▶ Texte fourni
━━━━━━━━━━━━━━━━━━━━
La cuisson est une manière singulière de vivre l'écoulement du temps ! Contrairement à ce qu'on pourrait croire, rien de moins reposant que d'être aux fourneaux ou de surveiller une cuisson. L'alchimiste, mais aussi le cuisinier ou le céramiste, sont en permanence suscités par la cuisson. Il leur faut en permanence se tourner vers l'avenir, en surveillant la température du four, en contrôlant le feu qui élève ou maintient cette température obtenue, en régulant l'arrivée d'air et l'approvisionnement en combustibles qui nourrit le feu. Et pendant ce temps il faut encore penser à ce qui cuit. Et surveiller ce qui est effectivement produit ; à chaque instant ou presque il faut savoir quel est l'état de la chose qu'on a mise à cuire, à bouillir, à mijoter, à rôtir !
━━━━━━━━━━━━━━━━━━━━
▶ Données sources
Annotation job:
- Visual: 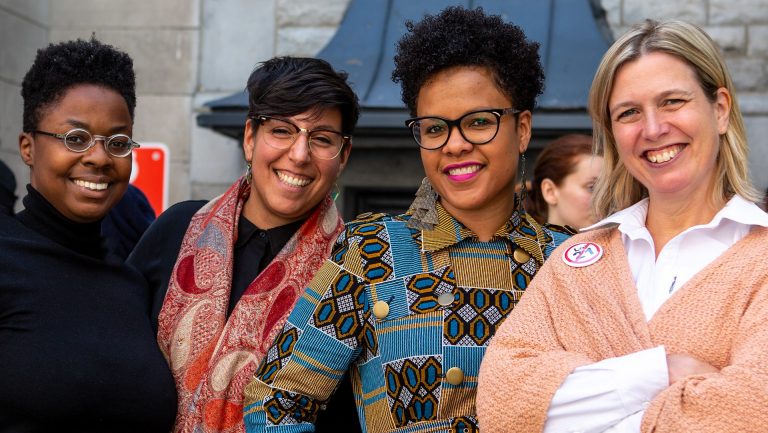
━━━━━━━━━━━━━━━━━━━━
▶ Tâche courte
Prolongez le texte sur la cuisson en reprenant juste après sa dernière phrase.

▶ Résultat ci-dessous
Un peu d'iconographie sur Youtube, même si le commentaire de cette « Conférence du cœur » sur Fulcanelli et l'alchimie opératoire est assez pauvre, réduisant l'alchimie à l'effort spirituel pour retrouver l'origine en passant le miroir des apparences :
L'alchimie est une quête qui peut remplir une vie ; c'est aussi suivant certains alchimistes un « art bref »! Il faut non pas se lancer dans l'aventure comme on part quelque part, sans bien savoir où nos pas nous mèneront, mais suivre une étoile ! Obéir à une révélation. Rien ne sert de mettre quelque chose au four si on ne sait pas bien ce qu'on veut obtenir comme résultat.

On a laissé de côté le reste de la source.